**Material provided:**
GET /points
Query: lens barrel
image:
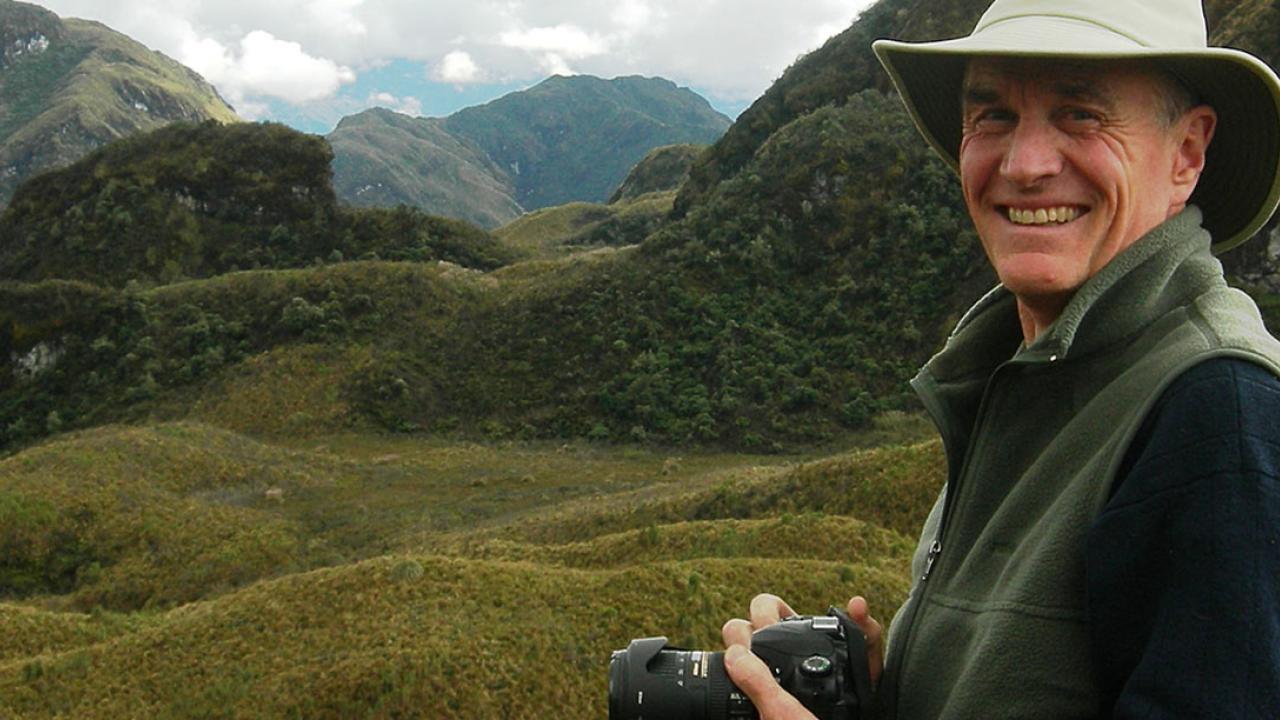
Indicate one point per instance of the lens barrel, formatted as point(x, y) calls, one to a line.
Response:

**Instructions to follow:** Every entry above needs to be copied exactly, and no pictures go with it.

**Answer to the problem:**
GET /points
Query: lens barrel
image:
Indicate one point per instance of the lens barrel, formatted as point(x, y) calls, one to a line.
Response:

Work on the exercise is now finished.